Provided records ::
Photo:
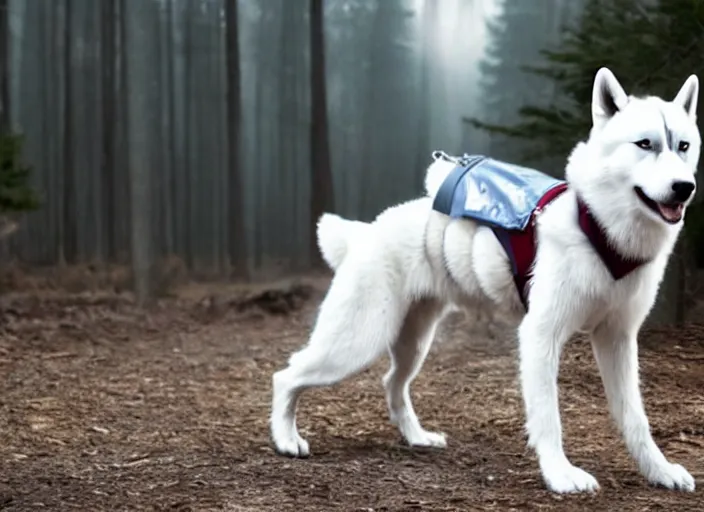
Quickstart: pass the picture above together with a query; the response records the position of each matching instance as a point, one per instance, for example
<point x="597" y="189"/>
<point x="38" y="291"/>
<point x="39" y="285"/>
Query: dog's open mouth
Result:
<point x="670" y="212"/>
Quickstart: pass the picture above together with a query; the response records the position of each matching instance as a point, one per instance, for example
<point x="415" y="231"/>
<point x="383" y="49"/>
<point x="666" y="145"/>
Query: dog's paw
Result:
<point x="428" y="439"/>
<point x="671" y="476"/>
<point x="292" y="446"/>
<point x="565" y="478"/>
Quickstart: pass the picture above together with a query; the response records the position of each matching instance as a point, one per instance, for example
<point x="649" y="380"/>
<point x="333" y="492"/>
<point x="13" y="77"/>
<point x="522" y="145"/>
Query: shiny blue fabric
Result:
<point x="492" y="192"/>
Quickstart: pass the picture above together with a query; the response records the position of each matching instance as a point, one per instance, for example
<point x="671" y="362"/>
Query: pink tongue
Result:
<point x="672" y="213"/>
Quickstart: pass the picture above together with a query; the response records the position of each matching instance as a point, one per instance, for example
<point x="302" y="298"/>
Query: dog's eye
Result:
<point x="644" y="144"/>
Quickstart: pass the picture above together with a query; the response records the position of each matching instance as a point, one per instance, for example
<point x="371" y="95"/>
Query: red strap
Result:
<point x="523" y="244"/>
<point x="618" y="265"/>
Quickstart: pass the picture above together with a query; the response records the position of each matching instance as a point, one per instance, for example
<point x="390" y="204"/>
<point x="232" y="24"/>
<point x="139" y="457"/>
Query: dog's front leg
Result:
<point x="541" y="338"/>
<point x="616" y="352"/>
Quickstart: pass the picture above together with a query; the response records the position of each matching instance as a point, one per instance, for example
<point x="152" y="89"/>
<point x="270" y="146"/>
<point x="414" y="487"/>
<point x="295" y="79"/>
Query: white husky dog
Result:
<point x="397" y="276"/>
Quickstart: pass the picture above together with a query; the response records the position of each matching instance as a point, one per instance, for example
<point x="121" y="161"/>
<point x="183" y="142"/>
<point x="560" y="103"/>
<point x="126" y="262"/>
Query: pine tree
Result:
<point x="652" y="47"/>
<point x="16" y="194"/>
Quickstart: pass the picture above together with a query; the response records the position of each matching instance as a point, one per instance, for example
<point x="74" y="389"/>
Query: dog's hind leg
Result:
<point x="360" y="317"/>
<point x="407" y="355"/>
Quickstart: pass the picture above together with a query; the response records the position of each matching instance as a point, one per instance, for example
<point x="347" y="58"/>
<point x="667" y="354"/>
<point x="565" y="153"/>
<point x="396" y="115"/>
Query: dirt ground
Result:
<point x="105" y="407"/>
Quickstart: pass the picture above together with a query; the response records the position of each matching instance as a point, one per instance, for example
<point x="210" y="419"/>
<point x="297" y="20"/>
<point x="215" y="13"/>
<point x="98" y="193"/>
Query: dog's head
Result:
<point x="643" y="150"/>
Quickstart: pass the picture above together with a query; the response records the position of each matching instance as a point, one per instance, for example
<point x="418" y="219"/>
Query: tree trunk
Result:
<point x="109" y="101"/>
<point x="322" y="193"/>
<point x="69" y="201"/>
<point x="5" y="118"/>
<point x="237" y="240"/>
<point x="138" y="79"/>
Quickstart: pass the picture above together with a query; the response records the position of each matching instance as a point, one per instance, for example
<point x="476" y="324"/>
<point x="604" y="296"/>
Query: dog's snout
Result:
<point x="682" y="190"/>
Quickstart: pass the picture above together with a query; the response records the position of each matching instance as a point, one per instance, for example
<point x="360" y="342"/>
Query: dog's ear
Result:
<point x="688" y="96"/>
<point x="608" y="97"/>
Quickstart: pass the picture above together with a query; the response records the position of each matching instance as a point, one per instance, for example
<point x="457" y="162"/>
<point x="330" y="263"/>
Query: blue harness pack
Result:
<point x="506" y="198"/>
<point x="491" y="192"/>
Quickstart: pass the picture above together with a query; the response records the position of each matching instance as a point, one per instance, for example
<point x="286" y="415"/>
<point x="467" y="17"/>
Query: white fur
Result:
<point x="396" y="277"/>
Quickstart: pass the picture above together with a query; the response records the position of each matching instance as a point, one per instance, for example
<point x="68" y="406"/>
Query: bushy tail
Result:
<point x="334" y="234"/>
<point x="436" y="174"/>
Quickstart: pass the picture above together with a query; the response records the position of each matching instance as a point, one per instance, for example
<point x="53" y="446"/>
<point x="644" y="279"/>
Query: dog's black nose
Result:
<point x="682" y="190"/>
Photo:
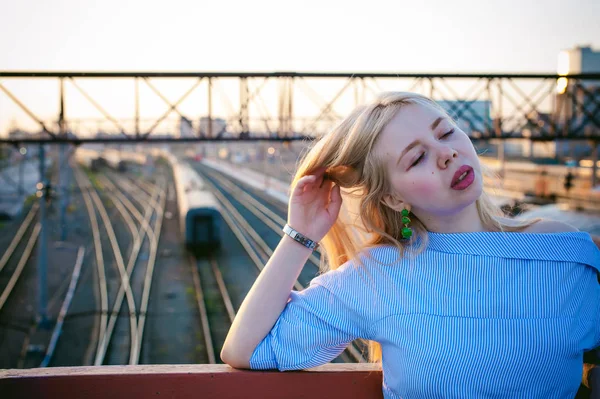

Directions for this task :: Can you gather every line in the items above that contains the word "blue"? Letter case counts.

Right answer ::
Query: shiny blue fabric
Query: blue harness pack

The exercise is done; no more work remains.